With the images removed, repeat the data below exactly.

>>>

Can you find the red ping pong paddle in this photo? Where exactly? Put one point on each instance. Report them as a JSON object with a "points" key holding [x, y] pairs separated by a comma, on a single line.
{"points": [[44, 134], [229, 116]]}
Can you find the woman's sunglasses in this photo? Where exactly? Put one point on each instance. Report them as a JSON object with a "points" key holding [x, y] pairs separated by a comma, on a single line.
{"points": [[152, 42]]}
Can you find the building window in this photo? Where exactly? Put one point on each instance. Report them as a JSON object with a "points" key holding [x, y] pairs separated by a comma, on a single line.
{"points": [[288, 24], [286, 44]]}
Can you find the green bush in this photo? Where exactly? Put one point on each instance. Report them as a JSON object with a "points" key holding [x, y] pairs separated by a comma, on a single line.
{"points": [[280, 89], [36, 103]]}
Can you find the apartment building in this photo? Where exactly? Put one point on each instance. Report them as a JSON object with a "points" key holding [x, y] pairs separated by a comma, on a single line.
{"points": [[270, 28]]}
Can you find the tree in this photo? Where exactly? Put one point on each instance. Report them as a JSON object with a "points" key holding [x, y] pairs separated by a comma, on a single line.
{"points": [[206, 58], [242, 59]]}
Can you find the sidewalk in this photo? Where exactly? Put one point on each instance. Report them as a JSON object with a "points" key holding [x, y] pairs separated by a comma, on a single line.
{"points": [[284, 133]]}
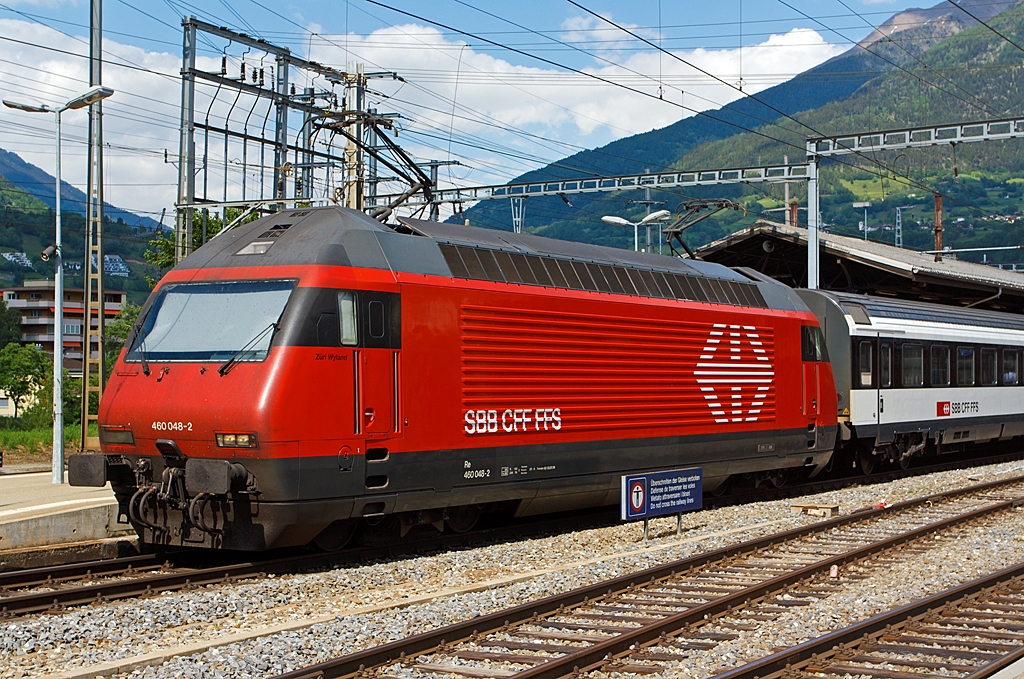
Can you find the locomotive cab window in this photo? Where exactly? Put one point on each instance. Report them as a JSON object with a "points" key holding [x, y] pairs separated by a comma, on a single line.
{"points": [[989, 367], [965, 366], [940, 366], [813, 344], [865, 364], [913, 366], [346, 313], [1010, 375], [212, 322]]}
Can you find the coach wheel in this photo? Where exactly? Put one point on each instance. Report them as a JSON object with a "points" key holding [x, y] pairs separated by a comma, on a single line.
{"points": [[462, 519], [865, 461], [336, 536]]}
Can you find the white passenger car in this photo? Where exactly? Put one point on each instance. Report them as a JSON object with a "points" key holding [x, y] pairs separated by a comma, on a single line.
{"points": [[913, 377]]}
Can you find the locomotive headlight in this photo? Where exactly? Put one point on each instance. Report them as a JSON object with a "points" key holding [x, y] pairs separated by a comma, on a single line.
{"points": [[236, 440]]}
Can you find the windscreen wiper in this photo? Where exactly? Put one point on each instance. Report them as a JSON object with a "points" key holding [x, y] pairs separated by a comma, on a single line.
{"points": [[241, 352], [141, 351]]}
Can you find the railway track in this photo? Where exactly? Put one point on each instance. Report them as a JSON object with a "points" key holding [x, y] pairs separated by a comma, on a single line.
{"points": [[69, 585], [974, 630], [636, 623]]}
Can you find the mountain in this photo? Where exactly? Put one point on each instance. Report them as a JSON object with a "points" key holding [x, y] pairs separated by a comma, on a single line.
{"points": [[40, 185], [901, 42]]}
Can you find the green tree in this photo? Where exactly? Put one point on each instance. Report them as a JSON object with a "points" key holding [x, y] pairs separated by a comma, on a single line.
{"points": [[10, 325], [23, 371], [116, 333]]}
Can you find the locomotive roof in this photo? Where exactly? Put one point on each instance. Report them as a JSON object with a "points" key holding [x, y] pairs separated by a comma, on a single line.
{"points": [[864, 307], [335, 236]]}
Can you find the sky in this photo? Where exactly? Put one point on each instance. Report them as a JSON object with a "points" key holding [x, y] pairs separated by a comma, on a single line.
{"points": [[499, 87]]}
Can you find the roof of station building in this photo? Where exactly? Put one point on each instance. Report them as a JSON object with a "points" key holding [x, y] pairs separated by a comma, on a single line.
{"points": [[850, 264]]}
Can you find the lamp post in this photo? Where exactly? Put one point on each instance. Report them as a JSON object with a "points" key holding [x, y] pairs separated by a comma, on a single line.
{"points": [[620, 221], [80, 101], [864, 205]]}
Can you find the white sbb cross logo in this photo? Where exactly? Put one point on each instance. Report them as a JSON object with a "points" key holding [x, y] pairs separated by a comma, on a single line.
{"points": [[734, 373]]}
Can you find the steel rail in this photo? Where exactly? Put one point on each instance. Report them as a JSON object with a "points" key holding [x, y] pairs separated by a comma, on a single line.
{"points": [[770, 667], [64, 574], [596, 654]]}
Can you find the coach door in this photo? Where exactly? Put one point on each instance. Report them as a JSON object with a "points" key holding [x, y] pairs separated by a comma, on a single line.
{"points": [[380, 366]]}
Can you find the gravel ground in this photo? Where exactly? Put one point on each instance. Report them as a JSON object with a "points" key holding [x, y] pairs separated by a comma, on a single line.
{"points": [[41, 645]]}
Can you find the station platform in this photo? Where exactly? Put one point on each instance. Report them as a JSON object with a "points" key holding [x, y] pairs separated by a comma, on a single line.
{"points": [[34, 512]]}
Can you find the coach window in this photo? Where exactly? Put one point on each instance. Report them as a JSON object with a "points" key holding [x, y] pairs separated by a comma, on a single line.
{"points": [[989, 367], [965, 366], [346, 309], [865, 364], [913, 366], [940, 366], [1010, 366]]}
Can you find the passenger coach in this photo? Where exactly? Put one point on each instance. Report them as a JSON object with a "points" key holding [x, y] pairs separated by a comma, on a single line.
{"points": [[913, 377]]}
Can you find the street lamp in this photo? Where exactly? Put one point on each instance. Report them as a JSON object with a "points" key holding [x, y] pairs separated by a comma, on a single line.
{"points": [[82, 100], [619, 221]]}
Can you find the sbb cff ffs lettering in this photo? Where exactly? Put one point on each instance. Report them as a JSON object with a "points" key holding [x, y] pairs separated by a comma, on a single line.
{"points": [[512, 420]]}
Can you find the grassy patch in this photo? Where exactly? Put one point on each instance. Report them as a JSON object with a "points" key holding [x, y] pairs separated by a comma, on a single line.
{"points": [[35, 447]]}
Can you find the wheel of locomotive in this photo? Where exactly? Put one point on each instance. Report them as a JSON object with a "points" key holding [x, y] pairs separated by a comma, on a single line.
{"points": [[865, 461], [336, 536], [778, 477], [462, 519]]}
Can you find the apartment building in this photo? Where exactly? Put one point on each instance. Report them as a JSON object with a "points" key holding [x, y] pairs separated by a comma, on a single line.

<<<

__Answer space__:
Can you find the red ping pong paddle in this photo? Where exactly? Put one point on each instance. Report them as a JSON object with a "points" key holding [x, y] pairs separated by a comma, on a single line.
{"points": [[44, 134], [229, 116]]}
Can you find the woman's sunglasses in this photo? Where exactly? Put one point on each instance. Report them as a JSON object with a "points" key holding [x, y] pairs separated by a comma, on a single line.
{"points": [[152, 42]]}
Can you find the building window in this photo? Where exactly? Put one point on each instance. Report them as a JSON object with a "points" key holding [x, y] pairs separated by a comma, on a single line.
{"points": [[288, 24], [286, 44]]}
Can you find the green bush in this photo? Where exactly? Put one point on each instance. Report them as a JSON object with a "points" key holding [x, y] pairs separated by a comma, on a single line.
{"points": [[280, 89], [36, 103]]}
Can you find the apartment building in this photo? Where exactly? Put one point on each instance. Report them as a JSON object with a "points" key holding [x, y] pairs separated by a comma, on a single line.
{"points": [[270, 28]]}
Can you find the tree in this photo? Where exactly? Put one point on each instance. Report them as a JSON object with a "points" key holding [x, y] pairs separated by a comma, on a single line.
{"points": [[206, 58], [242, 59]]}
Can you find the sidewalk in this photo? Where exactly? Put one point on each instance. Report them as a JSON object with a "points" key holding [x, y] pairs separated by a comma, on a single line.
{"points": [[284, 133]]}
Can you find the locomotive cab window in this photo? Where exactly? Put one point on each instance. Report them as a JSON object with a "points" key holding [x, y] pairs separated by a comma, on a single line.
{"points": [[989, 367], [965, 366], [940, 366], [813, 344], [865, 364], [913, 366], [346, 313], [1010, 375], [212, 322]]}
Can you find the coach wheel in this photo? Where exactly? Put one point on each instance. Report them as a JSON object with a "points" key holding [x, y] pairs separated by a comma, on a single line.
{"points": [[462, 519], [865, 461], [336, 536]]}
Can you find the white passenger car in this photo? Where exactly? Put one point on each instance. Report them as a JSON object with a "points" key holding [x, y] pairs separated by a comma, on a single line.
{"points": [[913, 377]]}
Can you find the locomotive headlight in this photo? Where exactly? Put one point on each instance. Report them as a JSON object with a "points" key holding [x, y] pairs separated by a comma, on a single line.
{"points": [[236, 440]]}
Can you find the windscreen wiper in this photo? Where exactly? Put one point on each instance. Report them as a JSON object with a "points" key holding [x, y] pairs separated by a comma, on a single line.
{"points": [[241, 352], [141, 351]]}
Can you find the railway track in this photo? Where exactly? Put one point on each instance. Report them as a JSON object with a "points" key holding [x, y] pairs separated by a comma, on a single line.
{"points": [[69, 585], [974, 630], [636, 623]]}
Can you find the mountain in this photo? Where exactly? Put one point on each instance. Report them as a JSON object with a "points" key holding [x, y] pairs separated by a comma, on a single line.
{"points": [[40, 185], [901, 42]]}
Can you find the green tree in this photo? Where exactly? Put one point on each instance. Report them as a JSON object with a "points" key holding [x, y] pairs separated by a comma, on a single line.
{"points": [[10, 325], [23, 371], [116, 333]]}
Can you find the locomotive roof in this photo? Where exactly? Put one point on each instance. Report them as a JSON object with a "points" key holding [x, y] pairs separated by a comma, on a single line.
{"points": [[864, 307], [335, 236]]}
Can you find the sky in this photo? Where exactly? Put one point on each instance. Report them as a JSON object with a "points" key holding [x, y] pairs separated by a comma, on a single line.
{"points": [[499, 87]]}
Can you find the roof of station building in this photo? Where exactly? Put one point on each instance. Report them as a JSON object with a "points" key holding [x, y] pairs separated by a comma, on a single line.
{"points": [[850, 264]]}
Can you find the lamp post in this photo? Where exactly? Put one point on each instance. Report them as a JSON object with a "points" key holding [x, y] pairs separated by a comma, on a single line.
{"points": [[620, 221], [80, 101], [864, 205]]}
Can you find the white sbb cross logo in this photo? Where exactly? Put one point on each instance. Report them as a JSON object with a "points" key holding [x, y] pairs separated by a comma, on a single line.
{"points": [[734, 373]]}
Can you find the steel rail in this photo? Where exactly? Put one point on each instance. Report them as a JSON object with a "points" key holding [x, y] pairs separated by a comma, on a single line.
{"points": [[770, 667], [64, 574], [596, 654]]}
Can you find the coach door in this photo? Where exactly? Put one point on each instance. Report them as a JSON object with a "points" key holding [x, y] pairs separated by a comma, on a single line.
{"points": [[380, 366]]}
Can you find the gravel ground in this photo? Where exactly? Put one point on each instance. Report them as a JSON object with a "points" key holding [x, y] pairs separated by a comma, on a single line.
{"points": [[41, 645]]}
Can you find the station platform in this photo? Where exactly? Put one point on each instance. Report them as a JSON object with a "points" key holding [x, y] pairs separated by a comma, on a single line.
{"points": [[34, 512]]}
Can you find the coach window in this photo? Where exactly? Put one point on each instance. Report them as a JSON object with a "points" key holding [x, y] pairs separated by a comma, on a single line.
{"points": [[989, 367], [965, 366], [346, 309], [865, 364], [913, 366], [940, 366], [1010, 366]]}
Can you find the passenger coach in this photo? Where exactly? Put one point on each instance. Report them as a JSON object with a "points" key holding [x, y] pairs separated by a comma, on a single line.
{"points": [[913, 377]]}
Can you find the street lamp in this photo? Where exactly? Put one point on each instance. Report them as a JSON object with a "points" key holding [x, y] pairs separated by a comma, on a single line.
{"points": [[82, 100], [619, 221]]}
Can you find the sbb cff ffs lettering in this photo? Where exactly? Put one point on each instance. Report them as a JSON object with a "points" key holding [x, y] pairs separated by a comma, on a single line.
{"points": [[512, 420]]}
Can you find the grassy patch in this photo? Where exactly? Put one point on each instance. Report them as a JSON object with a "points" key holding [x, y] pairs separated by a comma, on a single line.
{"points": [[35, 447]]}
Can you find the wheel of locomotive in this photo? Where exactly? Put one point on each instance. Report them as a JSON object with a "points" key holding [x, y] pairs separated by a comma, on a single line.
{"points": [[865, 461], [336, 536], [778, 477], [462, 519]]}
Can you find the apartment building in this photo? Where exactly? Put one point on each instance. Report them as a JSON object with a "points" key holding [x, y] pairs separated by a comma, on a single line.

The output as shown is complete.